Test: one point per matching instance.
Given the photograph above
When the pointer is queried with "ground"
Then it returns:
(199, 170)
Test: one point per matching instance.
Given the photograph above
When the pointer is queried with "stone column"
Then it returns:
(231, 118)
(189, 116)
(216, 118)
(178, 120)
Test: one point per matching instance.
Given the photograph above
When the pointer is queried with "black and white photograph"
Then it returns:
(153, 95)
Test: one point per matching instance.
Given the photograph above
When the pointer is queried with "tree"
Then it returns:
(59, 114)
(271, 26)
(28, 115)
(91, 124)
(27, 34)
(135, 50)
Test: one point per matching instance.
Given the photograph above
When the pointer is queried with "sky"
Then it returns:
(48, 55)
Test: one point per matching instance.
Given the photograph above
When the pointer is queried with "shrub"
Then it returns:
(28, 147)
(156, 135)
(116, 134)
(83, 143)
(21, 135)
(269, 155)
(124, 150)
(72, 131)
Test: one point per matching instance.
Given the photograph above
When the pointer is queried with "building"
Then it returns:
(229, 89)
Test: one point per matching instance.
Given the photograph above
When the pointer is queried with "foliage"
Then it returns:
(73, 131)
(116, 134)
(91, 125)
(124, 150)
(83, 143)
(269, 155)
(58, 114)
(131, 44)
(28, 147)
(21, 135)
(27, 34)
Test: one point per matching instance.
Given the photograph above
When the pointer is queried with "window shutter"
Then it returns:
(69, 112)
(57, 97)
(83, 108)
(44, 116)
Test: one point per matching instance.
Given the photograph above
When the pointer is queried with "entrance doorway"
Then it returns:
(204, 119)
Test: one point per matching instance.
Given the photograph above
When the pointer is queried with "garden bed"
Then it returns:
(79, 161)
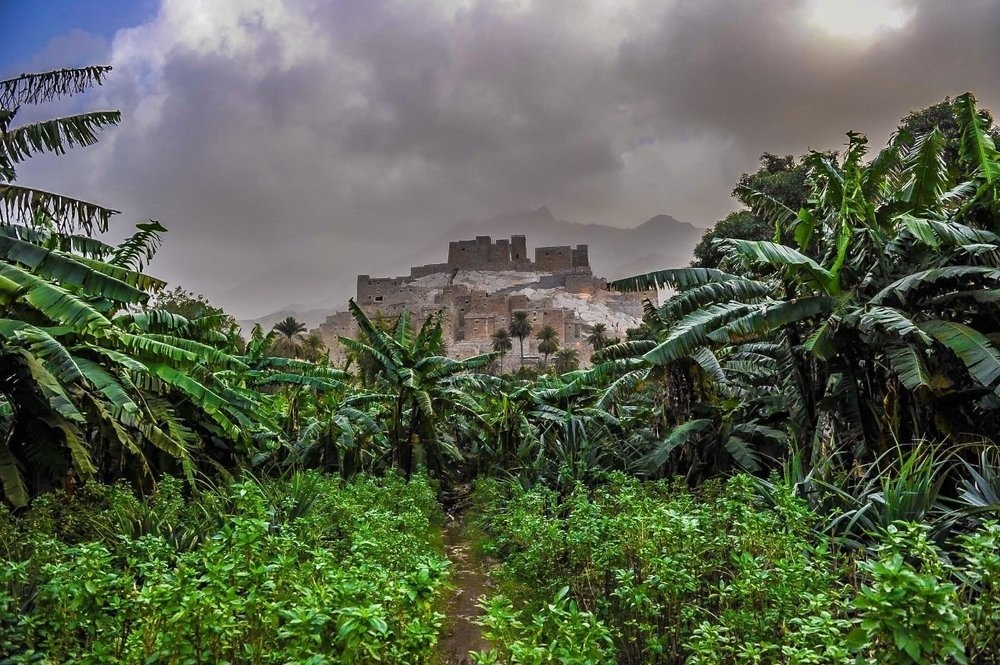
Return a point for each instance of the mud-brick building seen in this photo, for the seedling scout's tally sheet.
(484, 282)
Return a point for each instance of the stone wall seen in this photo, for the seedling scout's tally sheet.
(472, 315)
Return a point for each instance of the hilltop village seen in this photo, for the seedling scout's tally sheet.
(483, 283)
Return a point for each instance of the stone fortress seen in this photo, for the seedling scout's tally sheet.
(480, 287)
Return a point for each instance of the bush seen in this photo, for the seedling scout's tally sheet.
(303, 570)
(671, 575)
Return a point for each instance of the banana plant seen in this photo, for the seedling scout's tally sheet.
(92, 382)
(885, 300)
(420, 385)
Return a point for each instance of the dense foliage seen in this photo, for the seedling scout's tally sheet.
(636, 572)
(833, 353)
(306, 569)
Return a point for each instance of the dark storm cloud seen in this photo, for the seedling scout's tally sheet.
(291, 145)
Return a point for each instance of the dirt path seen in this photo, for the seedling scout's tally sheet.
(470, 583)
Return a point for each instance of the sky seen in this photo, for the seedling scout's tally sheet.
(289, 145)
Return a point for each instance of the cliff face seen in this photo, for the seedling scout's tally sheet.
(484, 283)
(661, 242)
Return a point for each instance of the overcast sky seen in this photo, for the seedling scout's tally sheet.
(290, 144)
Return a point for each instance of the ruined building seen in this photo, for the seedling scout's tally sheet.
(483, 283)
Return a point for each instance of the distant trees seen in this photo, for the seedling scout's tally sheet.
(520, 327)
(548, 342)
(289, 340)
(314, 348)
(502, 343)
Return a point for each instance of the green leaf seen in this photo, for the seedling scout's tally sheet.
(22, 204)
(693, 331)
(972, 347)
(784, 257)
(678, 278)
(678, 436)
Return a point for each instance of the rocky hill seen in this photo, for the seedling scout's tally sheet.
(660, 242)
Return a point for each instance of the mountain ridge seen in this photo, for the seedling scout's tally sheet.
(659, 242)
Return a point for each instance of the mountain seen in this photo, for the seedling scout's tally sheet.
(659, 242)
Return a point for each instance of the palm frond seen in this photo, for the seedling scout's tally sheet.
(23, 204)
(45, 86)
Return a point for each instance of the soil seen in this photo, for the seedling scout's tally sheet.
(471, 583)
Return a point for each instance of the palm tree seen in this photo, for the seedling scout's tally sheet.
(418, 384)
(598, 336)
(314, 348)
(289, 329)
(19, 204)
(501, 344)
(548, 341)
(92, 383)
(567, 360)
(876, 297)
(520, 327)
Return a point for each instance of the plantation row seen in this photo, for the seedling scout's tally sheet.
(635, 572)
(833, 352)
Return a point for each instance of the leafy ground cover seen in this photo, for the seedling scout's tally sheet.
(636, 572)
(305, 570)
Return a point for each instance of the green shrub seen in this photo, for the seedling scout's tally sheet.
(306, 569)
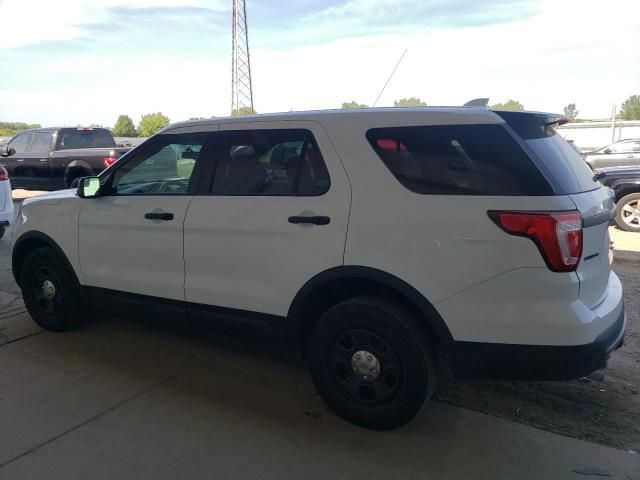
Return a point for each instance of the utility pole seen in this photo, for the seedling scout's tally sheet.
(613, 124)
(241, 88)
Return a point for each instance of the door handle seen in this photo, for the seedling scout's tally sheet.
(316, 220)
(159, 216)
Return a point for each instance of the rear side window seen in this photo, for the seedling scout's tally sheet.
(565, 166)
(269, 162)
(458, 160)
(79, 138)
(41, 142)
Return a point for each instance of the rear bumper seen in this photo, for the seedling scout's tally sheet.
(493, 361)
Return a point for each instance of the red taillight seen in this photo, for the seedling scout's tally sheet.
(558, 235)
(108, 161)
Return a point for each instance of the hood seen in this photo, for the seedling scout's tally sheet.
(51, 197)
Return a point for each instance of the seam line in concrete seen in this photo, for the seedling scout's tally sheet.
(89, 420)
(14, 340)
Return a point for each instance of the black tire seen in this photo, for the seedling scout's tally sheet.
(402, 349)
(58, 309)
(625, 218)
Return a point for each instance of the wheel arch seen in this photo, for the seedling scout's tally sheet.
(337, 284)
(29, 241)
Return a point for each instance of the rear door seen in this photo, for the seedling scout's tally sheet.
(274, 215)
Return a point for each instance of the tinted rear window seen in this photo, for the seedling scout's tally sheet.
(73, 138)
(458, 160)
(568, 170)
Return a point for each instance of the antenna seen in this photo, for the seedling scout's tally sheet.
(389, 79)
(241, 88)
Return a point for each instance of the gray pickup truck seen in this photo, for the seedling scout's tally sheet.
(55, 158)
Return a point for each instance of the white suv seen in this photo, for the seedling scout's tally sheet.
(376, 244)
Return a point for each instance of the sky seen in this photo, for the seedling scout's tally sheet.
(72, 62)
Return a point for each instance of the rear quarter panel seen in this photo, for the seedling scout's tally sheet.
(55, 215)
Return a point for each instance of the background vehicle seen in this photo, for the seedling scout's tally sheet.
(52, 158)
(6, 202)
(625, 183)
(461, 244)
(619, 154)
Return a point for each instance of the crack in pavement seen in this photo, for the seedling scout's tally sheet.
(91, 419)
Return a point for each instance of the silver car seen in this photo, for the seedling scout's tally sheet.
(625, 153)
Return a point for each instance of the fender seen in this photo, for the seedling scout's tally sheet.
(39, 239)
(431, 315)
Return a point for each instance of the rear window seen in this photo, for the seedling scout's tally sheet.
(562, 163)
(95, 138)
(458, 160)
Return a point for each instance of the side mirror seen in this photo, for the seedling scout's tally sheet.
(89, 187)
(6, 150)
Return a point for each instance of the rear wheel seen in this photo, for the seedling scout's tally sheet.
(49, 291)
(628, 212)
(372, 363)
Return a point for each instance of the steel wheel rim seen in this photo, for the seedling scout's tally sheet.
(631, 213)
(373, 381)
(45, 287)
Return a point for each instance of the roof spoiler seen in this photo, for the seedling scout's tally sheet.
(477, 102)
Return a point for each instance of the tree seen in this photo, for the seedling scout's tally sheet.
(631, 108)
(237, 112)
(124, 127)
(509, 105)
(570, 111)
(354, 104)
(409, 102)
(152, 123)
(9, 129)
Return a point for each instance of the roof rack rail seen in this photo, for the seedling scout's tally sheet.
(477, 102)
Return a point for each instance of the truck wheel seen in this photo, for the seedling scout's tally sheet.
(372, 363)
(49, 291)
(628, 212)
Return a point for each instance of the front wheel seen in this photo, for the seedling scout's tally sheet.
(49, 291)
(628, 212)
(372, 363)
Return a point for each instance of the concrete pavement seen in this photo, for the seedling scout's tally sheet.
(122, 400)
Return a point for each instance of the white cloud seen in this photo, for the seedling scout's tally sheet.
(571, 51)
(28, 22)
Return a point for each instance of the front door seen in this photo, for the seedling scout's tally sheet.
(131, 237)
(35, 163)
(274, 215)
(15, 163)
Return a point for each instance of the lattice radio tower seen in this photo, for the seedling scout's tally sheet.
(241, 91)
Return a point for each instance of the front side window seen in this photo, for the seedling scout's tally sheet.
(165, 167)
(458, 160)
(19, 144)
(41, 142)
(270, 162)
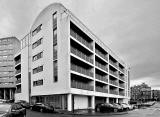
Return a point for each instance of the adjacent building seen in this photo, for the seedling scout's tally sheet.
(156, 95)
(64, 64)
(8, 47)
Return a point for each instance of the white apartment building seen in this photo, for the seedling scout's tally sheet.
(64, 64)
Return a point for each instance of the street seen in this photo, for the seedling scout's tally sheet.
(153, 111)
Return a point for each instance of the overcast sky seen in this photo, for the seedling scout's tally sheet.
(131, 28)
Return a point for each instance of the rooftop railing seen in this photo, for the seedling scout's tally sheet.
(81, 70)
(81, 39)
(101, 54)
(81, 55)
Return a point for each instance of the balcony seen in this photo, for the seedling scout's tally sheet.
(113, 92)
(112, 63)
(122, 70)
(100, 89)
(18, 71)
(101, 66)
(18, 81)
(81, 70)
(121, 85)
(18, 90)
(122, 77)
(81, 55)
(54, 55)
(102, 78)
(113, 82)
(113, 73)
(17, 62)
(80, 85)
(81, 39)
(122, 93)
(101, 54)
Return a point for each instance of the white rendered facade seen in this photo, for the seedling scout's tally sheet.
(70, 64)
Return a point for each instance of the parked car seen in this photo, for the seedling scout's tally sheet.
(125, 106)
(42, 108)
(12, 110)
(23, 103)
(106, 107)
(3, 101)
(119, 106)
(130, 107)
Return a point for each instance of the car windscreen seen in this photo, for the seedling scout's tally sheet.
(4, 108)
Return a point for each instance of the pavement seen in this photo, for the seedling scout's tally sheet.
(153, 111)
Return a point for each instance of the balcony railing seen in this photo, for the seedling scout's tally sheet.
(100, 89)
(80, 85)
(81, 70)
(18, 90)
(101, 54)
(114, 64)
(54, 55)
(81, 39)
(122, 77)
(18, 81)
(122, 93)
(102, 78)
(17, 62)
(113, 92)
(81, 55)
(113, 82)
(122, 70)
(122, 85)
(18, 71)
(113, 73)
(101, 66)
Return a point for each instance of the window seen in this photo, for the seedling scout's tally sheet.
(54, 20)
(38, 82)
(37, 30)
(37, 56)
(55, 71)
(54, 36)
(37, 69)
(37, 43)
(55, 52)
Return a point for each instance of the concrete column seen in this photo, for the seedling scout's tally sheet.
(107, 99)
(69, 101)
(93, 102)
(10, 94)
(4, 94)
(63, 102)
(116, 100)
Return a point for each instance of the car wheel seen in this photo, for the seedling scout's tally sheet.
(41, 110)
(115, 110)
(98, 109)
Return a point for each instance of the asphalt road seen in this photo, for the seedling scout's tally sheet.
(153, 111)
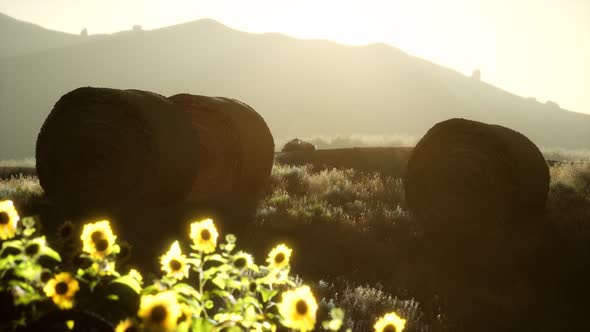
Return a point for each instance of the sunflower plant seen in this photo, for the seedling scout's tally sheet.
(205, 285)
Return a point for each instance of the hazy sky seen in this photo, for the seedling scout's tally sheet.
(534, 48)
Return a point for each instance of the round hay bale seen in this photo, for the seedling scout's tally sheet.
(235, 149)
(298, 145)
(389, 161)
(479, 190)
(104, 148)
(465, 175)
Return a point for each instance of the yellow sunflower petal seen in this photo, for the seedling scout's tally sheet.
(204, 235)
(298, 309)
(62, 289)
(8, 220)
(390, 322)
(98, 239)
(279, 257)
(174, 263)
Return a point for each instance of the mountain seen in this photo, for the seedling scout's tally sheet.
(301, 87)
(18, 37)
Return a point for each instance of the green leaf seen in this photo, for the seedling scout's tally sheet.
(47, 251)
(187, 290)
(219, 281)
(202, 325)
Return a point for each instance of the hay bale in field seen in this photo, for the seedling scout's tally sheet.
(104, 148)
(479, 191)
(235, 149)
(386, 161)
(464, 174)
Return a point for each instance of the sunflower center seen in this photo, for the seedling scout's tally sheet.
(158, 314)
(240, 262)
(102, 245)
(32, 249)
(4, 218)
(301, 307)
(175, 265)
(205, 234)
(45, 276)
(65, 231)
(96, 236)
(389, 328)
(61, 288)
(280, 257)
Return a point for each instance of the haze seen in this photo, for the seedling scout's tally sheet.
(534, 48)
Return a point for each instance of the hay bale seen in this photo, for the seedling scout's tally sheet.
(479, 190)
(464, 175)
(386, 161)
(298, 145)
(235, 149)
(104, 149)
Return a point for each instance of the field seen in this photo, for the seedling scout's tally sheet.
(356, 243)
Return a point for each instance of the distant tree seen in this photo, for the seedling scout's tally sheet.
(476, 75)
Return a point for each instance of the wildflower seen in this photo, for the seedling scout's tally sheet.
(279, 257)
(98, 239)
(204, 235)
(391, 322)
(186, 314)
(174, 263)
(127, 326)
(34, 247)
(160, 312)
(8, 220)
(242, 260)
(298, 309)
(133, 273)
(62, 289)
(104, 268)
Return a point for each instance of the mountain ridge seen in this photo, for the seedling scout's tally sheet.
(301, 87)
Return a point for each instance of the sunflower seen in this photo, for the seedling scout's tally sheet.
(62, 289)
(34, 248)
(98, 239)
(391, 322)
(133, 273)
(279, 257)
(174, 263)
(242, 261)
(159, 312)
(8, 220)
(186, 314)
(298, 309)
(127, 326)
(204, 235)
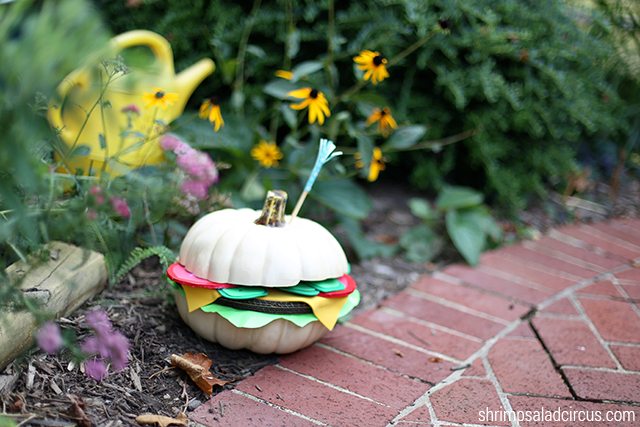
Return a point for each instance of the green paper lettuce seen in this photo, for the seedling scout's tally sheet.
(255, 319)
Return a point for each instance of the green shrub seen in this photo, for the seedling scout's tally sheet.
(530, 77)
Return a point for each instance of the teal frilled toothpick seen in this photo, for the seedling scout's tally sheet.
(325, 153)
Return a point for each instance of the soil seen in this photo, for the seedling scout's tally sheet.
(49, 391)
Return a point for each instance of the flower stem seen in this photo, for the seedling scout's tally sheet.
(242, 48)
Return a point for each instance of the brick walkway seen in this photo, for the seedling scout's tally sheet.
(552, 323)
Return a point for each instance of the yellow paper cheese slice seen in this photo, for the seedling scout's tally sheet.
(325, 309)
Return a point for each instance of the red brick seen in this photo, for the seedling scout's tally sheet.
(605, 229)
(522, 366)
(607, 244)
(418, 416)
(314, 400)
(580, 255)
(605, 385)
(633, 291)
(355, 375)
(549, 262)
(476, 369)
(630, 276)
(463, 400)
(571, 342)
(615, 320)
(604, 288)
(384, 353)
(419, 335)
(443, 315)
(472, 298)
(563, 306)
(569, 408)
(536, 274)
(484, 280)
(240, 411)
(628, 227)
(523, 330)
(629, 357)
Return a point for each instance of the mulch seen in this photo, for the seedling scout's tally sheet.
(50, 391)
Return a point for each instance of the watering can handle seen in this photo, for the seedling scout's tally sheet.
(158, 45)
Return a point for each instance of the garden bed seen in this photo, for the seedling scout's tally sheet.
(47, 388)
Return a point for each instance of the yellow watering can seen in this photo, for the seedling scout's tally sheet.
(102, 118)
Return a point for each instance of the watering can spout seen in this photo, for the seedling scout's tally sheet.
(188, 80)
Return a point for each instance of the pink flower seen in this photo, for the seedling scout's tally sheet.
(95, 369)
(120, 206)
(118, 350)
(107, 342)
(171, 142)
(99, 321)
(198, 165)
(49, 338)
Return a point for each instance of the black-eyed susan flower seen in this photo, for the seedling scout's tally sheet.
(266, 153)
(284, 74)
(373, 64)
(376, 165)
(385, 120)
(159, 98)
(210, 110)
(314, 100)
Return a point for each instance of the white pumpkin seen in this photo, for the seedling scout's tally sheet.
(279, 336)
(227, 246)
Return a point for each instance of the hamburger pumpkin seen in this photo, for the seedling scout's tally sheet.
(261, 280)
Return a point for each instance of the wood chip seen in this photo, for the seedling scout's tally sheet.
(197, 367)
(55, 387)
(162, 421)
(135, 379)
(31, 376)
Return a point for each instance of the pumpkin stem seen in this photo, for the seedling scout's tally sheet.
(273, 210)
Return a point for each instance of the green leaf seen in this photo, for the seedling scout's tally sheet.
(365, 148)
(405, 137)
(457, 198)
(421, 244)
(466, 229)
(102, 141)
(343, 196)
(422, 209)
(252, 189)
(365, 248)
(305, 68)
(279, 88)
(289, 115)
(293, 43)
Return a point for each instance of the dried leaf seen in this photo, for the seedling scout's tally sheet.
(76, 412)
(162, 421)
(197, 367)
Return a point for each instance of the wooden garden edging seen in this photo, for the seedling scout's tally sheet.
(71, 276)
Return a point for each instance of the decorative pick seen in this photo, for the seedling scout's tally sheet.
(325, 154)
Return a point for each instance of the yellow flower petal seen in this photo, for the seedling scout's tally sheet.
(284, 74)
(300, 93)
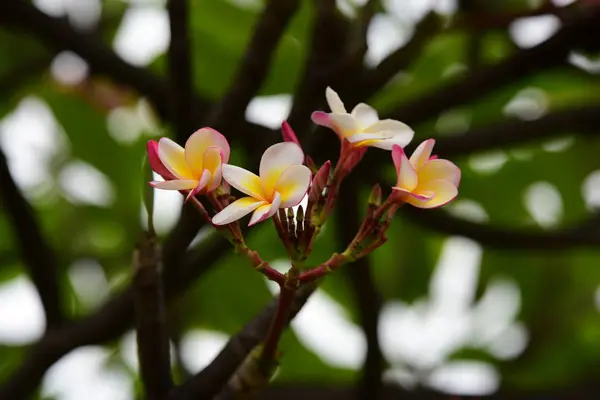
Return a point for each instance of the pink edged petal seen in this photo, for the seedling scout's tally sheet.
(333, 100)
(444, 192)
(293, 185)
(154, 161)
(422, 153)
(236, 210)
(275, 160)
(407, 177)
(365, 115)
(215, 179)
(197, 145)
(344, 124)
(266, 210)
(172, 156)
(177, 184)
(321, 118)
(243, 180)
(439, 169)
(204, 179)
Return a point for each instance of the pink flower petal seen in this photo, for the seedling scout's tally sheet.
(243, 180)
(236, 210)
(292, 185)
(407, 177)
(155, 163)
(172, 156)
(422, 154)
(274, 161)
(440, 169)
(266, 210)
(365, 115)
(333, 100)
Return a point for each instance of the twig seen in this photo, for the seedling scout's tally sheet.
(180, 71)
(151, 324)
(255, 64)
(366, 295)
(33, 246)
(207, 383)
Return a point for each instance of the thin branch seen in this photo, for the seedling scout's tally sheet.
(255, 65)
(180, 69)
(581, 121)
(114, 318)
(576, 32)
(208, 382)
(33, 247)
(328, 47)
(151, 320)
(367, 297)
(584, 234)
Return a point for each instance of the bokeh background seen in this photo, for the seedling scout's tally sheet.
(497, 294)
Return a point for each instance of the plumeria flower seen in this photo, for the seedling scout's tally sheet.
(197, 168)
(282, 183)
(425, 181)
(362, 127)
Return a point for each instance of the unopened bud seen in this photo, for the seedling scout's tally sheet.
(319, 182)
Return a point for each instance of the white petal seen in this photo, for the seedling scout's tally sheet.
(274, 161)
(292, 185)
(172, 156)
(243, 180)
(422, 153)
(177, 184)
(236, 210)
(407, 177)
(365, 115)
(266, 210)
(199, 142)
(335, 103)
(344, 124)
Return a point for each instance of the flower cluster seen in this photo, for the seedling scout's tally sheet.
(284, 179)
(202, 168)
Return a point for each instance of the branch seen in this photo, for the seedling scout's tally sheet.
(35, 250)
(151, 324)
(255, 64)
(367, 296)
(584, 234)
(114, 318)
(582, 121)
(180, 72)
(328, 47)
(208, 382)
(576, 32)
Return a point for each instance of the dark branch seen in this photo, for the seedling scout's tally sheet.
(255, 64)
(581, 121)
(151, 321)
(585, 234)
(367, 297)
(33, 247)
(576, 32)
(208, 382)
(117, 315)
(180, 69)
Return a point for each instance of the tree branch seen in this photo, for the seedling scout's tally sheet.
(367, 297)
(208, 382)
(584, 234)
(35, 251)
(576, 32)
(255, 64)
(151, 324)
(180, 70)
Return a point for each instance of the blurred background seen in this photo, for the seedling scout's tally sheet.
(497, 294)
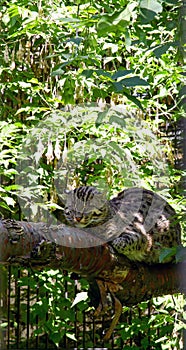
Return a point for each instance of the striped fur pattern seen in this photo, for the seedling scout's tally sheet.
(149, 222)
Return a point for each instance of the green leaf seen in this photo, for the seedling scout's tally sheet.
(181, 254)
(101, 116)
(121, 73)
(115, 119)
(161, 49)
(167, 253)
(82, 296)
(149, 9)
(152, 5)
(134, 81)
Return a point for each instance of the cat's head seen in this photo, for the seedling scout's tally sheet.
(85, 206)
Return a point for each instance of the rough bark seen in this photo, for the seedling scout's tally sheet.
(40, 246)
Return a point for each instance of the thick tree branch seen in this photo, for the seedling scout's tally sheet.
(37, 245)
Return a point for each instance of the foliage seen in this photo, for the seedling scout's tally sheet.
(61, 53)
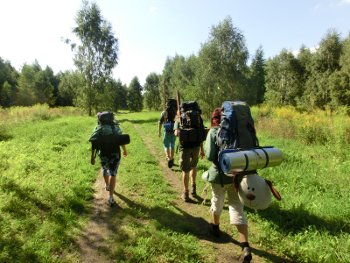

-*-*-

Exercise aim
Pick out every line of the records above that contains the string "side", matching case exactly, and copy each line in full.

Worked answer
Return a point for each instance of the rear side window seen in this photo, for the seedling scout's tally sheet.
Return a point for each instance of the side mirror seen in this photo, for the seedling scout's tally sheet.
Return a point for each instance of the front side window seen in this photo, for the seedling scout's tally sheet.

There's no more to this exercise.